[Fragmento del conjunto de datos]
• • •

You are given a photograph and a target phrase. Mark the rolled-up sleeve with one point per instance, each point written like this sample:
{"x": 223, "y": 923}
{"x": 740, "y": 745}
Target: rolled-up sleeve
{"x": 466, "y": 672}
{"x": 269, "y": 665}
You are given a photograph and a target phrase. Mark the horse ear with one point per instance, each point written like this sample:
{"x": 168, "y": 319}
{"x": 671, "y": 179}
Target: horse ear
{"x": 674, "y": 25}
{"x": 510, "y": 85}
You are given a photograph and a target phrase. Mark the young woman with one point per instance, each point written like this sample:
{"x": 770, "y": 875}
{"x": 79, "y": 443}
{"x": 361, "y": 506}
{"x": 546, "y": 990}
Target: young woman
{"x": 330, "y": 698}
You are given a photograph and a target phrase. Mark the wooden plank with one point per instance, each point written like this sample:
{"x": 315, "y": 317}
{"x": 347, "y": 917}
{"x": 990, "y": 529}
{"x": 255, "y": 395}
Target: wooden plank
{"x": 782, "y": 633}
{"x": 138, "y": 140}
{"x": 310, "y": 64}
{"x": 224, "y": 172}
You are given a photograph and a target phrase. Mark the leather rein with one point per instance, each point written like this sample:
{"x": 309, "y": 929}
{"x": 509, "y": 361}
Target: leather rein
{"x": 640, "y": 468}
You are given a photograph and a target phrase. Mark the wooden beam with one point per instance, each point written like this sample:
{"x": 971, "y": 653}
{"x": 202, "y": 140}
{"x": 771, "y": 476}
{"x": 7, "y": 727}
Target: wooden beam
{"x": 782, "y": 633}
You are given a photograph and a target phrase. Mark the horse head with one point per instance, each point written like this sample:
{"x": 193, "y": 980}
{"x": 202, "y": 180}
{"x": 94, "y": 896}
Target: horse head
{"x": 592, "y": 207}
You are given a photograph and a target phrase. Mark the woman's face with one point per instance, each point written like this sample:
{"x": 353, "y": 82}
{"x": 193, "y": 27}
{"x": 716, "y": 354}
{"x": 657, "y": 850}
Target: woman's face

• • •

¿Puedes volver a escribir todos los datos renombrando "target phrase" como "search phrase" y dejando todo lo demás igual?

You are given a photograph and a search phrase. Mark the rolled-up sleeve with one point per instance, each point written like this sample:
{"x": 223, "y": 923}
{"x": 740, "y": 745}
Target: rolled-up sleeve
{"x": 466, "y": 672}
{"x": 269, "y": 665}
You are given a photograph and a search phrase. Mark the horse ear with one point per instance, each point written like this sample:
{"x": 168, "y": 319}
{"x": 671, "y": 179}
Target: horse ear
{"x": 674, "y": 25}
{"x": 510, "y": 85}
You are given a photograph and a search phrase. Mark the young woman with one point per instance, each point written like this sample:
{"x": 770, "y": 875}
{"x": 79, "y": 443}
{"x": 361, "y": 506}
{"x": 546, "y": 990}
Target: young woman
{"x": 330, "y": 698}
You are given a photograph and a search phrase. Mark the wooden plank with one point per instance, each point written like this sample:
{"x": 315, "y": 317}
{"x": 347, "y": 917}
{"x": 990, "y": 529}
{"x": 255, "y": 395}
Target: wooden plank
{"x": 782, "y": 633}
{"x": 138, "y": 140}
{"x": 310, "y": 64}
{"x": 224, "y": 172}
You are given a photograph and a search phrase. Mark the leather rein with one point per instance, each point written like this sample:
{"x": 309, "y": 929}
{"x": 509, "y": 361}
Target: leather rein
{"x": 640, "y": 468}
You are given a photograph and a search phrase. Mark the wooden beam with one point per instance, each point written like this sample:
{"x": 971, "y": 653}
{"x": 202, "y": 140}
{"x": 771, "y": 476}
{"x": 7, "y": 727}
Target: wooden beam
{"x": 782, "y": 633}
You are given a photograph and a search phrase. Mark the horse head with one point per instance, each point written like this sample:
{"x": 193, "y": 980}
{"x": 202, "y": 180}
{"x": 94, "y": 896}
Target: horse head
{"x": 592, "y": 207}
You are given a photograph and a search phrase. Mark the woman's face with one point per instance, each point written like this sample:
{"x": 353, "y": 82}
{"x": 193, "y": 27}
{"x": 716, "y": 354}
{"x": 657, "y": 850}
Target: woman's face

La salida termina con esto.